*Written instruction 1*. Summarize the Devils article in two sentences.
*Written instruction 2*. Reproduce the stretch of the Devils article from "Well, the team" through "to wear thin.".

*Passage*.

-- begin --

It’s Thanksgiving in the United States, often considered a significant benchmark for how teams have fared through the first quarter of the season, and an alarmingly accurate predictor of who will ultimately make the playoffs in April. Since the 05-06 season, 76.3% of the teams in a playoff position by Thanksgiving, have gone on to make the dance.
The Devils better hope to buck history, in that case.
Because through 17 games, this team is officially AVERAGE, and mostly just really shitty recently. The kids these days would refer to this team as MID, or so I’m told.
So, WTF is going on?
Well, the team has obviously dealt with some significant injuries – Hischier, Hughes, Meier, Colin Miller & Tomas Nosek at varying points.
To have Hughes & Hischier out at the same time, the club’s top two players and both center icemen, would be a tall task for any team to overcome. Add a third injury to arguably the Devils best forward not named Hughes or Hischier in Timo Meier, and depth starts to wear thin.
But as a fan and consumer of Devils hockey this season, it’s not the injuries that concern me. Nor has it been the primary contributor to their recent skid.
Quite simply: the Devils are not playing the right way. That may sound over-simplified, but here’s what I mean more specifically – the Devils have played soft. They are weak defensively. And not just the defensemen, but as a the team, the defense has been weak. The goaltending has been below average. There has been very little commitment to ‘process-oriented’ hockey. There has been a major lack of toughness.
There is no ‘identity’ for this team as it stands right now. A whisper of one from last season still exists, but it’s not there consistently at current.
And to add insult to injury, I don’t think Lindy & the coaching staff have been pushing the right buttons.
Much was made by the media and the fan base recently with Alexander Holtz seemingly unable to break free of Lindy’s ironclad doghouse, despite his best asset being his scoring prowess while the team floundered without its top offensive players.
While Holtz has since started to receive more opportunity, it was a head scratcher at the time.
Most recently, Colin Miller has made his way into the lineup for the first time this season and has looked like a real breath of fresh air on the back end. Specifically, he has looked like a fitting compliment to Luke Hughes and a step in the right direction for a defensive unit that has been weak, soft, turnover prone, and uninspiring.
Chief amongst those uninspiring players has been Brendan Smith – however, rather than giving Miller the minutes he seemingly deserves and providing the backend a new look, Ruff has maintained Smith in the lineup and opted to go 11/7 the last handful of games.
Personally – I hate the 11/7, and if you ask any of the defensemen in an 11/7 lineup, they would likely tell you the same thing. It’s also not a long-term fix for success.
What makes it worse is that the ‘7th’ guy in Brendan Smith is not contributing much to warrant the alternative lineup in the first place.
And when a team simply looks flat over a consistent stretch – slow to coverage, soft in all three zones, lacking snarl and jump, while there needs to be accountability on the players, the coaching staff shouldn’t be blameless either. That type of play can sometimes be the result of players being checked out on a coach or staff.
I’m not saying that’s what’s happening here – but again, clearly the right buttons have not been pushed.

-- end --

*Extracted entries*.
-- begin --

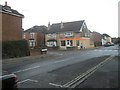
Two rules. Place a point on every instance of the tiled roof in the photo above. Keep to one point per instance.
(7, 9)
(67, 26)
(37, 29)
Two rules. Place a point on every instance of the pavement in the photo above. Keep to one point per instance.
(105, 77)
(29, 58)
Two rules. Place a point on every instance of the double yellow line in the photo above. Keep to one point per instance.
(76, 81)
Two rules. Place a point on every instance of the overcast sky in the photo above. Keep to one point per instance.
(99, 15)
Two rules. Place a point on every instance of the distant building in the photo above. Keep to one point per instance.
(106, 38)
(97, 38)
(11, 23)
(35, 36)
(68, 35)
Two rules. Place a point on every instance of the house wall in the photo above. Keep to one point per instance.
(38, 37)
(11, 27)
(0, 26)
(84, 40)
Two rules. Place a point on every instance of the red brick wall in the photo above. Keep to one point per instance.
(0, 26)
(39, 37)
(11, 27)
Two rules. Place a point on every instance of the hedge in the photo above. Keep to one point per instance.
(11, 49)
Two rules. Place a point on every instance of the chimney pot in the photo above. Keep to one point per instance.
(5, 3)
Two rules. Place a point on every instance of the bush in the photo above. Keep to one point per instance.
(11, 49)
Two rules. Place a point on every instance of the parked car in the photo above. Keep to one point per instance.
(9, 81)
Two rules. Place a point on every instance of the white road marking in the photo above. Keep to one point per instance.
(55, 85)
(26, 69)
(20, 82)
(23, 81)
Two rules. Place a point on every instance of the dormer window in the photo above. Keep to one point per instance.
(68, 34)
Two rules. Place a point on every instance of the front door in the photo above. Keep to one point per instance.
(68, 43)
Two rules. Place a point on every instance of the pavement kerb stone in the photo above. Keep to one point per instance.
(27, 58)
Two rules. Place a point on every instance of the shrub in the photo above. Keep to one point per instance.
(11, 49)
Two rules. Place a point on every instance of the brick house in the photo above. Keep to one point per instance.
(68, 35)
(106, 38)
(97, 38)
(35, 36)
(11, 23)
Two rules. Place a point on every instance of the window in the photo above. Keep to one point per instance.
(51, 35)
(68, 34)
(63, 43)
(77, 43)
(31, 35)
(51, 44)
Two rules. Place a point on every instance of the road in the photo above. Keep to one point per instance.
(60, 71)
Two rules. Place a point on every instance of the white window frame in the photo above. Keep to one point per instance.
(32, 35)
(51, 44)
(51, 35)
(68, 34)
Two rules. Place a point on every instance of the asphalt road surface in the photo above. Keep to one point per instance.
(67, 68)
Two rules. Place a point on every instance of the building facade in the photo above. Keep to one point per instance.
(106, 38)
(97, 38)
(68, 35)
(35, 36)
(11, 23)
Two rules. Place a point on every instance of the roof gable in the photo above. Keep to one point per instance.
(74, 26)
(37, 29)
(8, 10)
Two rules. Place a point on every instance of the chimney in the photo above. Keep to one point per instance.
(61, 26)
(5, 3)
(48, 25)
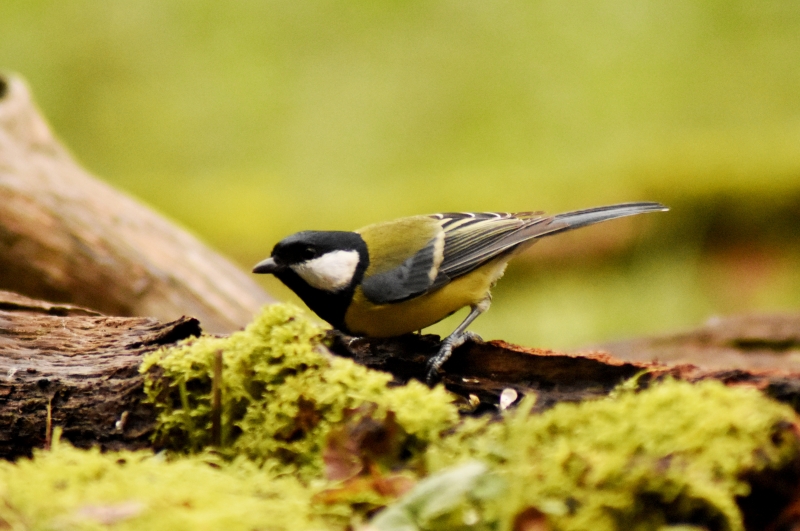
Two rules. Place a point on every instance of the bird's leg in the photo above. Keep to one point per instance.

-- end --

*Complete response 1*. At Thanksgiving, a point that has often predicted which teams make the playoffs, the Devils are an average team through 17 games and have played poorly of late, and injuries to players such as Hischier, Hughes and Meier are not what most worries the writer. Instead, the writer blames soft, weak defensive play, below-average goaltending, a lack of toughness and identity, and coaching choices such as keeping Brendan Smith in an 11/7 lineup rather than giving Colin Miller more minutes.

*Complete response 2*.
Well, the team has obviously dealt with some significant injuries – Hischier, Hughes, Meier, Colin Miller & Tomas Nosek at varying points.
To have Hughes & Hischier out at the same time, the club’s top two players and both center icemen, would be a tall task for any team to overcome. Add a third injury to arguably the Devils best forward not named Hughes or Hischier in Timo Meier, and depth starts to wear thin.